Exercise aim:
Of the entries below, copy only those lines that contain the word "black".

Data shown:
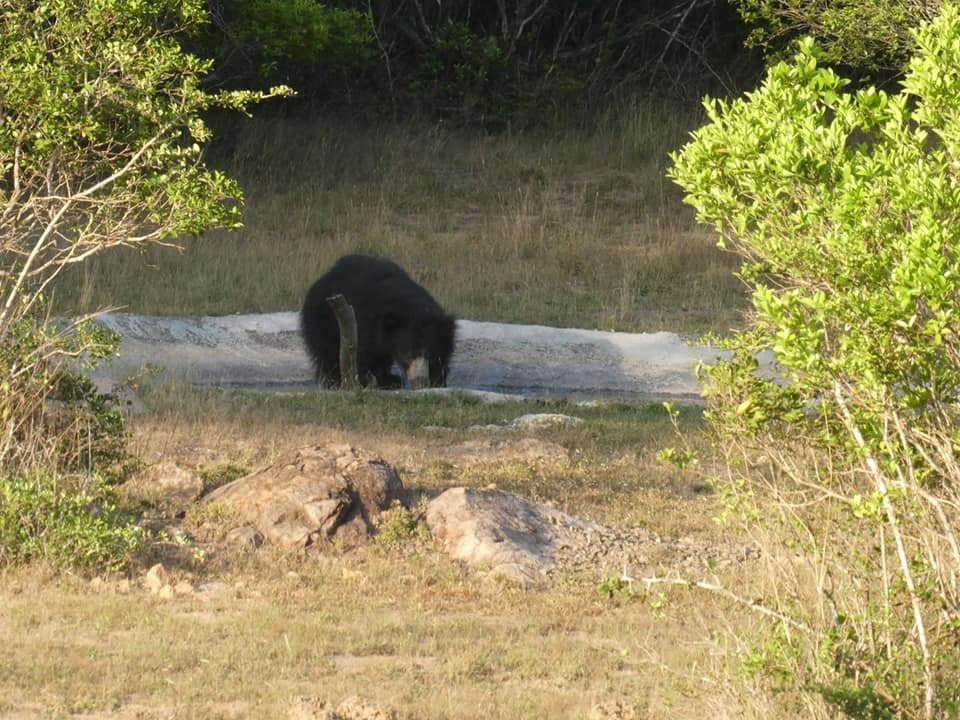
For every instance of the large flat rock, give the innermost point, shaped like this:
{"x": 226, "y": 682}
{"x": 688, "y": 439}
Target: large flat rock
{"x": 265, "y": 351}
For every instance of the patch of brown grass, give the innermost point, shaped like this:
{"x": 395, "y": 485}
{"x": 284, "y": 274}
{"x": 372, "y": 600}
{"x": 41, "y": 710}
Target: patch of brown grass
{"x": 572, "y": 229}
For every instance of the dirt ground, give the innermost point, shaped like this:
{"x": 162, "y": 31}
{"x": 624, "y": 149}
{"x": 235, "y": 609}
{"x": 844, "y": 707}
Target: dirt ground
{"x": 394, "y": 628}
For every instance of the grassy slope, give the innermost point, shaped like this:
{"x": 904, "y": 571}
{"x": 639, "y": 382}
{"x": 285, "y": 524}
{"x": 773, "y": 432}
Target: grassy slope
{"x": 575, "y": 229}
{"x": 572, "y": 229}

...

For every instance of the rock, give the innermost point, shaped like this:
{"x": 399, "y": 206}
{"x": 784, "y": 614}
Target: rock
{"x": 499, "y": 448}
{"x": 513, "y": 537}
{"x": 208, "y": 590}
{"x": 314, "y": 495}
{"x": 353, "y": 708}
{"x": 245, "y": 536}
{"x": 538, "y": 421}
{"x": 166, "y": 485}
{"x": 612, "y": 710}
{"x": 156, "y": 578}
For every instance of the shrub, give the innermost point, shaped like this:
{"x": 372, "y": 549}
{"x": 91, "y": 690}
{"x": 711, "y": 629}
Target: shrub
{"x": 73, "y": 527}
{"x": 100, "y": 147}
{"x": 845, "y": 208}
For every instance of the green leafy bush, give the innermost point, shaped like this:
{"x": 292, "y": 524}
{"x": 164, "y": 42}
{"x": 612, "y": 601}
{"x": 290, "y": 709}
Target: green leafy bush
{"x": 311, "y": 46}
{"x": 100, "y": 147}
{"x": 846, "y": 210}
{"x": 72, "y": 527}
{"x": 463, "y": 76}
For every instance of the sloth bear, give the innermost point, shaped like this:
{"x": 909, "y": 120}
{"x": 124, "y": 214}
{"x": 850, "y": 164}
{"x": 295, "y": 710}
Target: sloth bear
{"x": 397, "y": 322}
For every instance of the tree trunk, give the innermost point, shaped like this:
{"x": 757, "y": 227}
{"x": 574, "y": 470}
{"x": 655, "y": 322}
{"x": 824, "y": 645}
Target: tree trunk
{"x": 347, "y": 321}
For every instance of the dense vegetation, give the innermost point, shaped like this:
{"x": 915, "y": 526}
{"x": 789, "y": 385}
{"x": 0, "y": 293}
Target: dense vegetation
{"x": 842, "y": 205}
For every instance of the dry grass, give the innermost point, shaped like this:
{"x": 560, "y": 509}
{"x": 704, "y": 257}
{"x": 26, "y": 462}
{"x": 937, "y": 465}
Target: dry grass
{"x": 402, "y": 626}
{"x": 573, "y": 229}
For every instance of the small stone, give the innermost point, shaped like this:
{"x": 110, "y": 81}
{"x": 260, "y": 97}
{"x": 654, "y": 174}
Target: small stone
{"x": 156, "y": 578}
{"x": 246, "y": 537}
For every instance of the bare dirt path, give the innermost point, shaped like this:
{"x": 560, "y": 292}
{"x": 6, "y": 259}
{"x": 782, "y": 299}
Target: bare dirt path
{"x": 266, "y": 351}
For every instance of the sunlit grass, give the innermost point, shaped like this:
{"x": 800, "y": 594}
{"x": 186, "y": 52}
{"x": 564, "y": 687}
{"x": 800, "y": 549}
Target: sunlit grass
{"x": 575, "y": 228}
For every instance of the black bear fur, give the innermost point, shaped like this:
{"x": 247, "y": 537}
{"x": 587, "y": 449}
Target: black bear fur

The answer:
For every instance of the black bear fur, give the innermost point, shaped like this:
Target: black bear fur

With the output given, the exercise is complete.